• [Goal]
Render every line of the entries below as a Markdown table with the columns "Row" and "Text", numbering the rows and skipping blank lines. Leave the pictures out.

(Mask labeling entries)

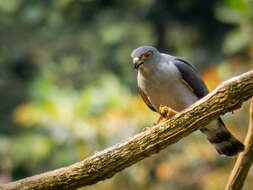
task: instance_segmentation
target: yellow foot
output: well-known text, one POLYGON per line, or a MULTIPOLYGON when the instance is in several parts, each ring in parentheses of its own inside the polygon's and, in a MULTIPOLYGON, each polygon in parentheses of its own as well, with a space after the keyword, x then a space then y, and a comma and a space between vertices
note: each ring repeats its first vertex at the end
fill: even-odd
POLYGON ((142 132, 148 131, 149 129, 150 129, 150 127, 144 127, 144 128, 142 129, 142 132))
POLYGON ((160 106, 159 107, 160 117, 157 121, 157 123, 161 123, 163 121, 166 121, 167 119, 172 118, 174 115, 176 115, 178 112, 167 107, 167 106, 160 106))
POLYGON ((177 111, 175 111, 167 106, 160 106, 159 112, 162 117, 165 117, 167 119, 173 117, 174 115, 176 115, 178 113, 177 111))

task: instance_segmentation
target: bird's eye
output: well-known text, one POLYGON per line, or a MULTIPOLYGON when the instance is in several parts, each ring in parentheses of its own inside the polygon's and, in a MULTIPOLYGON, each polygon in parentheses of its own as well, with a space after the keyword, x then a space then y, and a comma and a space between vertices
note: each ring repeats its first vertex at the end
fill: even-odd
POLYGON ((151 57, 152 57, 152 52, 147 52, 147 53, 144 55, 144 57, 145 57, 146 59, 151 58, 151 57))

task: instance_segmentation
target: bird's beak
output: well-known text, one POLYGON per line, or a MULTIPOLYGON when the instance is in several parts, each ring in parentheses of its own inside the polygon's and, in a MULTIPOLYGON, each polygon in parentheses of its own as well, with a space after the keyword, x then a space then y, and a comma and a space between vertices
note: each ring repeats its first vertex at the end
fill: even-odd
POLYGON ((133 58, 133 64, 135 69, 138 69, 143 63, 144 62, 139 57, 133 58))

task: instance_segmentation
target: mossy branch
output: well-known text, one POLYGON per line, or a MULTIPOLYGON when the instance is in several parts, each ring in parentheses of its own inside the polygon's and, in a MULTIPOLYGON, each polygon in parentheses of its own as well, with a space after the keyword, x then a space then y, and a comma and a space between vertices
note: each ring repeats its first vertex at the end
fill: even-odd
POLYGON ((76 189, 112 177, 138 161, 158 153, 213 119, 240 108, 253 96, 253 71, 223 82, 213 92, 173 119, 71 166, 1 185, 0 189, 76 189))

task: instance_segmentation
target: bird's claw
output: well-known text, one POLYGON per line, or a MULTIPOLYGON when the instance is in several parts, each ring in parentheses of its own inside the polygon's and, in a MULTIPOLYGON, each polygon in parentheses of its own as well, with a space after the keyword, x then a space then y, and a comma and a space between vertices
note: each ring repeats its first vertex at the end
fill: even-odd
POLYGON ((159 112, 160 112, 161 116, 164 118, 171 118, 177 114, 177 112, 175 110, 173 110, 167 106, 160 106, 159 112))

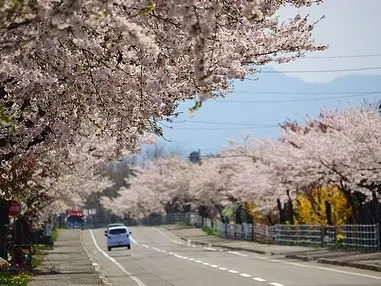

• [Task response]
| Row | Text |
|---|---|
| 1 | task: instance_segmentation |
| 2 | target: yellow foot |
| 3 | output: well-known text, one POLYGON per line, or a MULTIPOLYGON when the instance is in several parts, each ring in parentheses of its own inside the polygon's and, in a MULTIPOLYGON, each polygon in parentheses of its own as well, with a space after the keyword, x then a space then y, and a comma and a space between vertices |
| 4 | note: each ring repeats its first vertex at the end |
| 5 | fill: even-odd |
| 6 | POLYGON ((142 132, 148 131, 149 129, 150 129, 150 127, 144 127, 144 128, 142 129, 142 132)) |
| 7 | POLYGON ((160 106, 159 107, 160 117, 157 121, 157 123, 161 123, 163 121, 166 121, 167 119, 172 118, 174 115, 176 115, 178 112, 167 107, 167 106, 160 106)) |
| 8 | POLYGON ((177 111, 175 111, 167 106, 160 106, 159 112, 162 117, 165 117, 167 119, 173 117, 174 115, 176 115, 178 113, 177 111)) |
| 9 | task: instance_segmentation |
| 10 | target: bird's eye |
| 11 | output: well-known text, one POLYGON per line, or a MULTIPOLYGON when the instance is in several parts, each ring in parentheses of its own inside the polygon's and, in a MULTIPOLYGON, each polygon in parentheses of its own as well, with a space after the keyword, x then a space then y, and a comma and a space between vertices |
| 12 | note: each ring repeats its first vertex at the end |
| 13 | fill: even-odd |
| 14 | POLYGON ((151 57, 152 57, 152 52, 147 52, 147 53, 144 55, 144 57, 145 57, 146 59, 151 58, 151 57)) |
| 15 | task: instance_segmentation |
| 16 | target: bird's beak |
| 17 | output: well-known text, one POLYGON per line, or a MULTIPOLYGON when the instance is in several parts, each ring in parentheses of its own inside the polygon's and, in a MULTIPOLYGON, each polygon in parentheses of its own as well, with a space after the keyword, x then a space then y, and a comma and a space between vertices |
| 18 | note: each ring repeats its first vertex at the end |
| 19 | fill: even-odd |
| 20 | POLYGON ((133 58, 133 64, 135 69, 138 69, 143 63, 144 62, 139 57, 133 58)) |
| 21 | task: instance_segmentation |
| 22 | target: mossy branch |
| 23 | output: well-known text, one POLYGON per line, or a MULTIPOLYGON when the instance is in several parts, each ring in parentheses of its own inside the polygon's and, in a MULTIPOLYGON, each polygon in parentheses of its own as well, with a space after the keyword, x then a space then y, and a comma and a space between vertices |
| 24 | note: each ring repeats its first vertex at the end |
| 25 | fill: even-odd |
| 26 | POLYGON ((76 189, 112 177, 138 161, 158 153, 213 119, 240 108, 253 96, 253 71, 223 82, 213 92, 173 119, 71 166, 1 185, 0 189, 76 189)) |
| 27 | task: instance_segmentation |
| 28 | target: bird's claw |
| 29 | output: well-known text, one POLYGON per line, or a MULTIPOLYGON when the instance is in several parts, each ring in parentheses of its own inside the polygon's and, in a MULTIPOLYGON, each polygon in parentheses of its own as well, with a space after the keyword, x then a space then y, and a comma and a space between vertices |
| 30 | note: each ring repeats its first vertex at the end |
| 31 | fill: even-odd |
| 32 | POLYGON ((159 112, 160 112, 161 116, 164 118, 171 118, 177 114, 177 112, 175 110, 173 110, 167 106, 160 106, 159 112)) |